* [TASK TO COMPLETE]:
Write only the number of lines in the entries that hold the string "sill".

--------------------------------

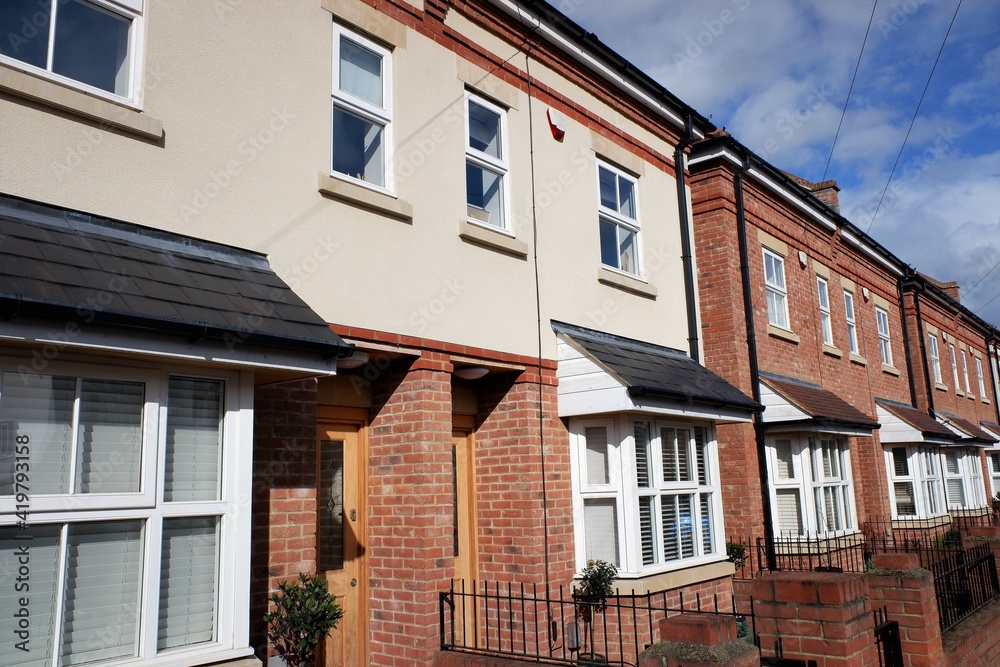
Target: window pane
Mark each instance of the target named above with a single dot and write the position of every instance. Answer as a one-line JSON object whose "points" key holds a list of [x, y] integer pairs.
{"points": [[24, 31], [194, 433], [330, 530], [101, 600], [360, 71], [41, 608], [357, 147], [484, 130], [601, 527], [597, 454], [626, 251], [91, 46], [609, 188], [189, 572], [39, 408], [905, 503], [643, 474], [109, 441], [484, 194], [646, 530]]}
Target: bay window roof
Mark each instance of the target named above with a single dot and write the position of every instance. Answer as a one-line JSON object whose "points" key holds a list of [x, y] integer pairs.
{"points": [[59, 264]]}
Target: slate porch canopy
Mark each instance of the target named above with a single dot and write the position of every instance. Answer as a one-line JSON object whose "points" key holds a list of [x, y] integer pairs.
{"points": [[798, 405], [601, 372], [78, 281]]}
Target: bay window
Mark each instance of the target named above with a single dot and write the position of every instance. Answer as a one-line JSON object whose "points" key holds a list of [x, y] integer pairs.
{"points": [[114, 483], [648, 494], [812, 489]]}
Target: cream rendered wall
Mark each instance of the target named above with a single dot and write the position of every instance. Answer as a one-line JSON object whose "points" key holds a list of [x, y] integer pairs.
{"points": [[246, 88]]}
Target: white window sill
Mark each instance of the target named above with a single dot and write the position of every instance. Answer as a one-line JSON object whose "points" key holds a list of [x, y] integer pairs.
{"points": [[363, 197], [494, 240], [783, 334], [626, 283], [77, 102]]}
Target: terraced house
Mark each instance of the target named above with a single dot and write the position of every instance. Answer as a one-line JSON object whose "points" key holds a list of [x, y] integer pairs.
{"points": [[399, 292]]}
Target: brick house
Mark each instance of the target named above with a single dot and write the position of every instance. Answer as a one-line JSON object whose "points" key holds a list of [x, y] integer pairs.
{"points": [[357, 368]]}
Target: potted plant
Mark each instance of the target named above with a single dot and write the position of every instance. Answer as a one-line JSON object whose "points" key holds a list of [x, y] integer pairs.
{"points": [[591, 598], [303, 615]]}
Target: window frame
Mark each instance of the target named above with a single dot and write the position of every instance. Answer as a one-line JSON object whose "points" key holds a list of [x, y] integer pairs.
{"points": [[779, 292], [364, 109], [624, 487], [850, 314], [935, 354], [133, 11], [884, 340], [149, 507], [823, 295], [807, 450], [620, 220], [499, 166]]}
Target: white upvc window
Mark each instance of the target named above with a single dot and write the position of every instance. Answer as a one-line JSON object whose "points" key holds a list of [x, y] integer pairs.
{"points": [[486, 163], [965, 372], [93, 45], [914, 481], [852, 329], [979, 377], [618, 208], [362, 109], [775, 289], [884, 343], [122, 485], [954, 367], [935, 357], [963, 474], [812, 492], [647, 494], [824, 310]]}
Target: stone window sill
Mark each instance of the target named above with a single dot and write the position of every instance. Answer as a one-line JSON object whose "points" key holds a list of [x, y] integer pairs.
{"points": [[366, 198], [783, 334], [79, 103], [626, 283], [493, 240]]}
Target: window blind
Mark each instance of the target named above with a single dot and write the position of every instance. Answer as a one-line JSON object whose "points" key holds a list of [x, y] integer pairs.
{"points": [[109, 436], [41, 408], [101, 597], [189, 571], [194, 434], [41, 608], [601, 529]]}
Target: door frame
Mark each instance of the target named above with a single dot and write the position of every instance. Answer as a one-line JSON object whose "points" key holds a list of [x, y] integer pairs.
{"points": [[328, 418]]}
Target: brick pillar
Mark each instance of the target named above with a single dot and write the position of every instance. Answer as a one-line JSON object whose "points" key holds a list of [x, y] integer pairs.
{"points": [[700, 640], [907, 591], [817, 615], [410, 509]]}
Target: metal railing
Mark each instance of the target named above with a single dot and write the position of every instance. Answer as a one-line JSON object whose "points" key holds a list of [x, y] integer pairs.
{"points": [[532, 624]]}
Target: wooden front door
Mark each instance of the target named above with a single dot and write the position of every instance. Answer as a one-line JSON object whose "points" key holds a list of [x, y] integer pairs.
{"points": [[340, 539]]}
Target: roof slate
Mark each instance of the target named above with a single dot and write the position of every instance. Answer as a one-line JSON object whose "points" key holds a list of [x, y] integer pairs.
{"points": [[55, 263], [645, 368], [818, 403], [918, 419]]}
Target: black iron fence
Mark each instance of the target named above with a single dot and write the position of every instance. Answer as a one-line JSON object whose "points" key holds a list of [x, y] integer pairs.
{"points": [[533, 624]]}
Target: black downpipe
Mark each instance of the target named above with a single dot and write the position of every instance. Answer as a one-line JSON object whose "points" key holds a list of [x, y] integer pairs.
{"points": [[758, 416], [906, 341], [687, 260]]}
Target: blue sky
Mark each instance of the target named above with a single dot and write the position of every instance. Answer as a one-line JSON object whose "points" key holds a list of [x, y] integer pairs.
{"points": [[776, 73]]}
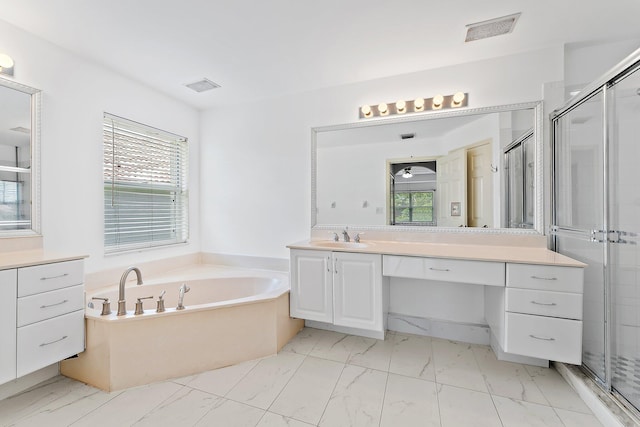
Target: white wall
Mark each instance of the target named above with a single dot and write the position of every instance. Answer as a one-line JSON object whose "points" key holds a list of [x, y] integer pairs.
{"points": [[256, 156], [75, 95]]}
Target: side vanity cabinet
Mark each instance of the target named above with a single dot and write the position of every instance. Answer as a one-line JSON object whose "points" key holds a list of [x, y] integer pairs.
{"points": [[42, 316], [339, 288]]}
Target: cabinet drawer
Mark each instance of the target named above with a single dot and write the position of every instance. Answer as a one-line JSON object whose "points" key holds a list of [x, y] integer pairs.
{"points": [[545, 277], [44, 343], [544, 303], [448, 270], [544, 337], [47, 277], [45, 305]]}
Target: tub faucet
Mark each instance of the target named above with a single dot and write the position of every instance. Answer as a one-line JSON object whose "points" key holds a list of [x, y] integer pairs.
{"points": [[183, 290], [122, 304]]}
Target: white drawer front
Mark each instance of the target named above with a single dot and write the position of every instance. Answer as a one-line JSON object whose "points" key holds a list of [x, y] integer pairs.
{"points": [[47, 277], [544, 303], [544, 337], [448, 270], [34, 308], [44, 343], [545, 277]]}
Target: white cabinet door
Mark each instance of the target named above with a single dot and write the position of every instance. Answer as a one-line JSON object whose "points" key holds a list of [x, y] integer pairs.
{"points": [[357, 288], [8, 295], [312, 285]]}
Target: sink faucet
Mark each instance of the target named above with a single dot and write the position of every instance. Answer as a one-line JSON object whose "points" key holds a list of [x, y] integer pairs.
{"points": [[181, 291], [122, 304]]}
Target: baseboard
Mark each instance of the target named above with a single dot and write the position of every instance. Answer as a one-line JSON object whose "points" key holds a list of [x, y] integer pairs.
{"points": [[455, 331]]}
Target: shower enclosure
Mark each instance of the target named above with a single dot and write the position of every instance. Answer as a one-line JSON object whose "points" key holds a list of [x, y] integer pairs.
{"points": [[596, 219]]}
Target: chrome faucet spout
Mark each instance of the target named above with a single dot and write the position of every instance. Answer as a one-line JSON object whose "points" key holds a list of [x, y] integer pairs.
{"points": [[122, 304]]}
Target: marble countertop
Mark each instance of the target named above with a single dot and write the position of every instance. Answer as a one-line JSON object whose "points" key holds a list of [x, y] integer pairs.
{"points": [[35, 257], [514, 254]]}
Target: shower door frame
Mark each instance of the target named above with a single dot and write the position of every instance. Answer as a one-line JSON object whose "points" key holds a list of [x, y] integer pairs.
{"points": [[629, 65]]}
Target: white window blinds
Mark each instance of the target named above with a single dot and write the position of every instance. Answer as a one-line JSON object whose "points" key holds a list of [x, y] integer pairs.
{"points": [[145, 186]]}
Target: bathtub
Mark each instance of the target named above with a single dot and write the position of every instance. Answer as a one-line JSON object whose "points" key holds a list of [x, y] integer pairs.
{"points": [[231, 315]]}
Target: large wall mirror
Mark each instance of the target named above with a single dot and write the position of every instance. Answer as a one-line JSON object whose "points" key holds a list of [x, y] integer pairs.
{"points": [[19, 159], [471, 170]]}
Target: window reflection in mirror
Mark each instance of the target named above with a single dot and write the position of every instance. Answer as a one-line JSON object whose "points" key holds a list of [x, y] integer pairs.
{"points": [[358, 171], [17, 175]]}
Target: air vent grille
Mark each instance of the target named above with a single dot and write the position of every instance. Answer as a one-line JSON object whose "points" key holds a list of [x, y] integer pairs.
{"points": [[491, 28]]}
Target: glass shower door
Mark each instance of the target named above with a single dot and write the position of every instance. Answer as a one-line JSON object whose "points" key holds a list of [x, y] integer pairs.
{"points": [[579, 216], [624, 219]]}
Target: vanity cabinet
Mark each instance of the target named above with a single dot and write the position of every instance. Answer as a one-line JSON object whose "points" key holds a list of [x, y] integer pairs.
{"points": [[542, 312], [339, 288], [42, 316], [8, 295]]}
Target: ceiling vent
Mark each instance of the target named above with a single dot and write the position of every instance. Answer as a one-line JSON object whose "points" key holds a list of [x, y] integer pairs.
{"points": [[491, 28], [203, 85]]}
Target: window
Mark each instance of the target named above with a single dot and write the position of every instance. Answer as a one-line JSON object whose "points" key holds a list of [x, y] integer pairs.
{"points": [[145, 186], [414, 207]]}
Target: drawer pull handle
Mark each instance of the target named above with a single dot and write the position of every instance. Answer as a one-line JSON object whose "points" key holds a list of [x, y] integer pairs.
{"points": [[54, 277], [544, 303], [542, 338], [544, 278], [53, 342], [53, 305]]}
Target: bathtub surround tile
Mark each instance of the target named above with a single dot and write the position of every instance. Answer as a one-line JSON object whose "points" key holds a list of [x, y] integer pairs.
{"points": [[266, 380], [556, 390], [455, 365], [410, 402], [463, 407], [228, 413], [307, 393], [357, 399], [219, 381], [184, 408], [129, 406], [275, 420], [507, 379], [515, 413], [412, 356]]}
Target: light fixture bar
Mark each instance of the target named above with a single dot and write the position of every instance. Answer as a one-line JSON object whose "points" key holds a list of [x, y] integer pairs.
{"points": [[418, 105]]}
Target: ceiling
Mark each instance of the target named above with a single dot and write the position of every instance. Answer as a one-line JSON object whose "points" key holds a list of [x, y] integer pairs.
{"points": [[261, 49]]}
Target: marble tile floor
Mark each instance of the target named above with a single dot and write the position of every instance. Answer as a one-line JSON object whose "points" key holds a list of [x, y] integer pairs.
{"points": [[324, 378]]}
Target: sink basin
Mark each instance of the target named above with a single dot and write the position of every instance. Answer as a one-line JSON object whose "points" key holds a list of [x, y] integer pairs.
{"points": [[341, 245]]}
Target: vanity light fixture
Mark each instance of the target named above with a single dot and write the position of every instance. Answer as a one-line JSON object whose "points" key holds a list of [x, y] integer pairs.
{"points": [[417, 105], [6, 64]]}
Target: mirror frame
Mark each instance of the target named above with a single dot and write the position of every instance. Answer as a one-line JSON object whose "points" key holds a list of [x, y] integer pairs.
{"points": [[538, 228], [36, 100]]}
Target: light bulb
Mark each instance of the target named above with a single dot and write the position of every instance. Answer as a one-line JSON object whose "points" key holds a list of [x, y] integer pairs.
{"points": [[437, 101], [5, 61], [457, 99]]}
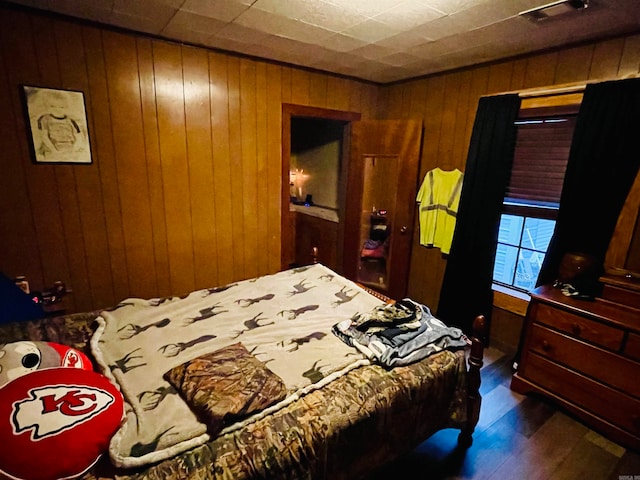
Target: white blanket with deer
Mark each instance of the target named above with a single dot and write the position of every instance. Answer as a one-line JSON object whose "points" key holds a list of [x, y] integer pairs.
{"points": [[283, 319]]}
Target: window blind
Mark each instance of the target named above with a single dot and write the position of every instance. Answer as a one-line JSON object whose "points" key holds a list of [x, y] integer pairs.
{"points": [[540, 159]]}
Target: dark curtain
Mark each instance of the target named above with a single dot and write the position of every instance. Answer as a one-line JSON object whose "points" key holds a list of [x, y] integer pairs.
{"points": [[603, 163], [466, 288]]}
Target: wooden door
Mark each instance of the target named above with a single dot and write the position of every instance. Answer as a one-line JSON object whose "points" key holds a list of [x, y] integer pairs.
{"points": [[380, 203]]}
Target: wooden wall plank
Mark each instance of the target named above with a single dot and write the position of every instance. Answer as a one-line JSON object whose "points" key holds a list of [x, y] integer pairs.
{"points": [[176, 173], [250, 179], [606, 59], [237, 183], [70, 51], [126, 119], [574, 64], [103, 149], [154, 166], [222, 186], [175, 170], [629, 63], [300, 87], [274, 161], [318, 89], [20, 40], [195, 64], [262, 172], [17, 226], [541, 70], [459, 152]]}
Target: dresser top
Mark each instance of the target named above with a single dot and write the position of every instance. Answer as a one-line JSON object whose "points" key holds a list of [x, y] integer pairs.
{"points": [[614, 313]]}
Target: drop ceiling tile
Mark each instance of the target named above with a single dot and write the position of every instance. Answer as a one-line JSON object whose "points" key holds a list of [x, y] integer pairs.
{"points": [[439, 28], [373, 51], [281, 26], [100, 11], [371, 31], [407, 15], [367, 8], [186, 22], [240, 33], [449, 7], [343, 43], [403, 41], [42, 4], [399, 59], [152, 25], [149, 8], [313, 12], [225, 10]]}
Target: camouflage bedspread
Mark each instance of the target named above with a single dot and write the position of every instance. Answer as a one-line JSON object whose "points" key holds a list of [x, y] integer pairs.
{"points": [[358, 421]]}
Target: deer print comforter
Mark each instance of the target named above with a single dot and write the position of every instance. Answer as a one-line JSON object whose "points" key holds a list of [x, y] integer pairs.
{"points": [[284, 320]]}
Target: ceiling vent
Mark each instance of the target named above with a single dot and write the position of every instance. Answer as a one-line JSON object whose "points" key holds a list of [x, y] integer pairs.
{"points": [[554, 9]]}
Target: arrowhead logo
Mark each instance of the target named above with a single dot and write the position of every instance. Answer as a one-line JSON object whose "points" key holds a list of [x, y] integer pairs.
{"points": [[53, 409]]}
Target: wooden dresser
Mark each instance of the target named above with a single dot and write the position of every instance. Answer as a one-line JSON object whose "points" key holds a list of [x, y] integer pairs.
{"points": [[585, 355]]}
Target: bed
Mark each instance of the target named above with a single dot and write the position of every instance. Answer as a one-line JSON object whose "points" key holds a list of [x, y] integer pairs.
{"points": [[328, 408]]}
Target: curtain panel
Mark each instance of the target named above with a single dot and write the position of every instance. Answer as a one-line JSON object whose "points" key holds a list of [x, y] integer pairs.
{"points": [[603, 163], [466, 289]]}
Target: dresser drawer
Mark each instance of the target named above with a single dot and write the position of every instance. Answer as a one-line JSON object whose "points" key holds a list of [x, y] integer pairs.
{"points": [[611, 369], [580, 327], [611, 405], [632, 348]]}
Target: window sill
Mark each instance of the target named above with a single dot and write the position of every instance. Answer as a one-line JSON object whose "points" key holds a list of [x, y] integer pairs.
{"points": [[510, 300]]}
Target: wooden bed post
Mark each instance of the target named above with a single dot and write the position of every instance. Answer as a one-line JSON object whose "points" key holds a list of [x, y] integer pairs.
{"points": [[474, 400]]}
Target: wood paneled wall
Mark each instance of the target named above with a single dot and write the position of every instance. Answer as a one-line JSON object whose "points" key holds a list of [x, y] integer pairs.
{"points": [[185, 186], [184, 191], [447, 104]]}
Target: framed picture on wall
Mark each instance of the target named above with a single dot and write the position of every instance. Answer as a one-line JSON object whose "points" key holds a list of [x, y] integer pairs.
{"points": [[57, 120]]}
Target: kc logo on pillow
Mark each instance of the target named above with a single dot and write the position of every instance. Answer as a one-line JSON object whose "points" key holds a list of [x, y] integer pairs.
{"points": [[51, 410], [55, 423]]}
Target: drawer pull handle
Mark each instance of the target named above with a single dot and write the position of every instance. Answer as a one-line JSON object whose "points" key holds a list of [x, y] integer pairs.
{"points": [[635, 421]]}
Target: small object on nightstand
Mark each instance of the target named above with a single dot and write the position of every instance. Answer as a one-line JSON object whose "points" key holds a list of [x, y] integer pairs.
{"points": [[21, 281]]}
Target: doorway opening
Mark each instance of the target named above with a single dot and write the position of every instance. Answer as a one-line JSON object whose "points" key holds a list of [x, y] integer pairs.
{"points": [[315, 147]]}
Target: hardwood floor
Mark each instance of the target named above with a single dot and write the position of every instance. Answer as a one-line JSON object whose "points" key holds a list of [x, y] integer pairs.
{"points": [[517, 437]]}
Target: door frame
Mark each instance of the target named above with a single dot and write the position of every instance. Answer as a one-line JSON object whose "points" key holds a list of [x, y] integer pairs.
{"points": [[290, 110]]}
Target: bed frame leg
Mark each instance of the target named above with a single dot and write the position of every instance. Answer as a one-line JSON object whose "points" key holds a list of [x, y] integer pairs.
{"points": [[474, 400]]}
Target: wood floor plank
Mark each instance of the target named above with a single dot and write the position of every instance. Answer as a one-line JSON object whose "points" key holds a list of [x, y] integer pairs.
{"points": [[518, 437], [586, 460], [544, 451]]}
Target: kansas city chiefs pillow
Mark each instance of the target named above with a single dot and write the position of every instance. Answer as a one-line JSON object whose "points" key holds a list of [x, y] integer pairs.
{"points": [[55, 423], [20, 358]]}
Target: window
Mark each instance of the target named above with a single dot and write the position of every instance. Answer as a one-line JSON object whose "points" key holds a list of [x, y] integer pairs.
{"points": [[533, 195]]}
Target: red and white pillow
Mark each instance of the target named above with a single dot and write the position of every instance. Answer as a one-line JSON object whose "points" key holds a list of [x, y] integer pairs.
{"points": [[55, 423], [20, 358]]}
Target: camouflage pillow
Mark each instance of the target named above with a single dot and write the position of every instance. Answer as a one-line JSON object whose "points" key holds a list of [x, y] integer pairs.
{"points": [[226, 386]]}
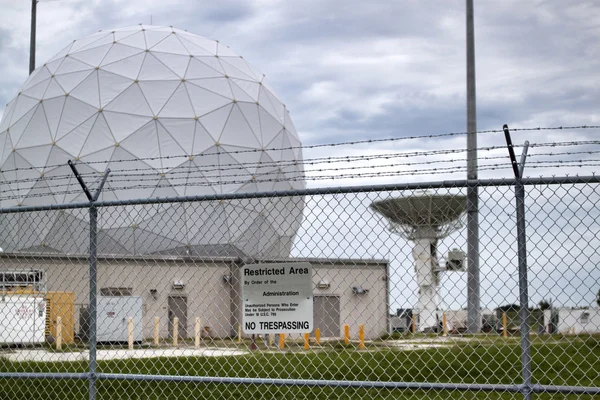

--------------------------------

* [SOLUTION BELOW]:
3